-- ТЕКСТ ДЛЯ ЧТЕНИЯ --
++++++++++++++++++++
Наш враг — наша совесть
Когда людей, живущих без совести, становится так много, с новой силой возникает вопрос, что такое совесть? Зачем она нам?
Я не помню такого состояния нашего общества с подобным разгулом бесстыдства и бессовестности, как ныне. В советские времена низкий нравственный уровень можно было оправдывать страхами, идеологией, репрессиями. В нынешнем человеке мы, очевидно, имеем дело с принципиально другим отношением к стыду и совести. Появились новые требования к ним, новые, куда более заниженные уровни стыда и совести, и они считаются нормальными.
Взять хотя бы поголовное бесстыдство чиновников, для которых любые законы определяются степенью взяткоемкости.
В последние годы своей жизни Дмитрий Сергеевич Лихачев упорно возвращался к проблеме совести. Он с печалью видел, как Россия становится страной без стыда.
После замечательного русского философа Владимира Соловьева Лихачев, пожалуй, единственный, кто так настойчиво занимался категорией совести. Соловьев считал, что совесть есть развитие стыда. Стыд был первым человеческим чувством, которое отличило человека от животных. Можно считать, что человек — животное «стыдящееся», Господь обнаружил первородный грех Адама и Евы, потому как они устыдились своей наготы. И изгнал их из рая.
++++++++++++++++++++
-- ЗАДАНИЯ ДЛЯ ВЫПОЛНЕНИЯ --
a - Развитием какого чувства считал совесть Владимир Соловьев, согласно тексту о совести?
b - Повторите без изменений отрывок из текста о совести между «Наш враг — наша» и «определяются степенью взяткоемкости.» включительно.

-- ИСХОДНЫЕ ЗАПИСИ --
++++++++++++++++++++
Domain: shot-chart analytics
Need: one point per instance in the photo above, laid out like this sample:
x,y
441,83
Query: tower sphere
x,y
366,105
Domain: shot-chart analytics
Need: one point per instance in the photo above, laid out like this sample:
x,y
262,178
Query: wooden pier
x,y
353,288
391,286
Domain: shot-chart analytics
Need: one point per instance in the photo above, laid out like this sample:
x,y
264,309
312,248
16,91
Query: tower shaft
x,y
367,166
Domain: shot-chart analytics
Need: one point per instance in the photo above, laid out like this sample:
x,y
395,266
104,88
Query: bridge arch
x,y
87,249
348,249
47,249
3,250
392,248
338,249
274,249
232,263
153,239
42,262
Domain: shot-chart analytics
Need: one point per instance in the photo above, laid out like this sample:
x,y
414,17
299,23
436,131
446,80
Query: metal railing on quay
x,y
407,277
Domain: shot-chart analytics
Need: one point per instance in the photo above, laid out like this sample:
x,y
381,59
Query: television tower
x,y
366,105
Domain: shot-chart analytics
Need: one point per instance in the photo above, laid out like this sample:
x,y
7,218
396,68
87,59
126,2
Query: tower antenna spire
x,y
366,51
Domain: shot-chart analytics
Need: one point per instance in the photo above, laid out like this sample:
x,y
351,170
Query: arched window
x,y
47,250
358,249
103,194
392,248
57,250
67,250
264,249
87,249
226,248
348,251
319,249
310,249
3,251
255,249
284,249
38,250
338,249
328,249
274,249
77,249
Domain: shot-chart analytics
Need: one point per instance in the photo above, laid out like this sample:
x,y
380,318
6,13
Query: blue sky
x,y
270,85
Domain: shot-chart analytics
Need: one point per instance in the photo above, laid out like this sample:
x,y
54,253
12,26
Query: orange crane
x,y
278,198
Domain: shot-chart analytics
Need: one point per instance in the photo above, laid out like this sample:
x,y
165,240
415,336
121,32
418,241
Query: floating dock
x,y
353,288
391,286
++++++++++++++++++++
-- ОТВЕТЫ ПО ЗАДАНИЯМ --
a - Стыда.

b -
Наш враг — наша совесть
Когда людей, живущих без совести, становится так много, с новой силой возникает вопрос, что такое совесть? Зачем она нам?
Я не помню такого состояния нашего общества с подобным разгулом бесстыдства и бессовестности, как ныне. В советские времена низкий нравственный уровень можно было оправдывать страхами, идеологией, репрессиями. В нынешнем человеке мы, очевидно, имеем дело с принципиально другим отношением к стыду и совести. Появились новые требования к ним, новые, куда более заниженные уровни стыда и совести, и они считаются нормальными.
Взять хотя бы поголовное бесстыдство чиновников, для которых любые законы определяются степенью взяткоемкости.